Repeat the data below exactly, dropping any pictures it holds.

-- Start RECORD EXTRACTS --

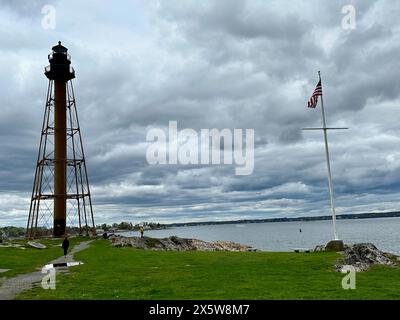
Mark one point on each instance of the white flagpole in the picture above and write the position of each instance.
(328, 164)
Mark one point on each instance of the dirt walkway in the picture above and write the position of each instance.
(12, 287)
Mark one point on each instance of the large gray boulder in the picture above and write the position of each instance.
(177, 244)
(362, 256)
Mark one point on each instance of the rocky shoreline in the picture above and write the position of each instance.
(178, 244)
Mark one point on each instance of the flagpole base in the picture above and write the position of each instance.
(335, 245)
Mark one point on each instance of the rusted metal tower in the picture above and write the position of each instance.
(61, 194)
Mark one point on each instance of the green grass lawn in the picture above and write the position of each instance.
(126, 273)
(28, 260)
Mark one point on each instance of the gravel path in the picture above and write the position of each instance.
(12, 287)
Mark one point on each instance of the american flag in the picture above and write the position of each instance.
(312, 103)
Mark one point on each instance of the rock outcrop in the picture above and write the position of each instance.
(177, 244)
(363, 255)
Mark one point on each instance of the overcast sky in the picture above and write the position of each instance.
(209, 64)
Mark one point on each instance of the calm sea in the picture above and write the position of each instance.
(285, 236)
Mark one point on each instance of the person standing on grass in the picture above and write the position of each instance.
(65, 245)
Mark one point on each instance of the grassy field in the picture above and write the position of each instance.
(28, 260)
(126, 273)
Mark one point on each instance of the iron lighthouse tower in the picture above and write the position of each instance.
(61, 194)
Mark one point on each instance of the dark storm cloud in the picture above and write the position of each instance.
(210, 64)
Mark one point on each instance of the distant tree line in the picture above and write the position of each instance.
(129, 226)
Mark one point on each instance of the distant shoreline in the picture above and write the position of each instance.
(394, 214)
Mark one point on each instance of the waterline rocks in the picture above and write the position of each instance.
(177, 244)
(363, 255)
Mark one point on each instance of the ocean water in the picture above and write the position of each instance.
(286, 236)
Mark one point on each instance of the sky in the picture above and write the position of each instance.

-- End RECORD EXTRACTS --

* _ANSWER TO THE PROBLEM_
Mark one point on each instance of the white flagpole in the picture above and write the position of each instance.
(328, 164)
Mark one point on each instance of the dirt walkway in the picture above and write the position of each instance.
(12, 287)
Mark one point on each instance of the large gray boulder in the picture above and write the position of each instance.
(177, 244)
(362, 256)
Mark one point on each instance of the rocky shoreline in the picture above and write the position of each instance.
(178, 244)
Mark one point on each instance of the flagpole base in the picture above and write the position of each instance.
(335, 245)
Mark one point on each instance of the rusted metal tower in the picture above and write the position of each instance.
(61, 194)
Mark one point on each instance of the green grass lawn in the picture above and write the position of each instance.
(126, 273)
(28, 260)
Mark one point on each instance of the gravel path in the picture above and write the position of each instance.
(12, 287)
Mark one point on each instance of the american flag in the picture above and write the position of each instance.
(312, 103)
Mark one point on each instance of the rock outcrop in the picture above and write the position of each instance.
(177, 244)
(363, 255)
Mark one point on each instance of the overcast sky in the picture above and write the position of each instance.
(209, 64)
Mark one point on each instance of the calm sea in the picture above and write the position of each instance.
(285, 236)
Mark one point on each instance of the person standing on grass in the picture above and write the position of each instance.
(65, 245)
Mark one point on each instance of the grassy field in the picture above and write the position of each instance.
(28, 260)
(126, 273)
Mark one point on each instance of the iron lighthouse tower in the picture above and write the position of each instance.
(61, 194)
Mark one point on each instance of the dark storm cloud in the picture above and write the position of each instance.
(210, 64)
Mark one point on each instance of the distant tree line in the picture above and write the position of each instance.
(129, 226)
Mark one point on each instance of the distant shoreline in the picture above and write the position of each instance.
(394, 214)
Mark one point on each instance of the waterline rocks in the picture above and write the position of each instance.
(177, 244)
(363, 255)
Mark one point on each instance of the ocean water in the picture above and write the position of each instance.
(286, 236)
Mark one point on each instance of the sky in the picture above and write the position of each instance.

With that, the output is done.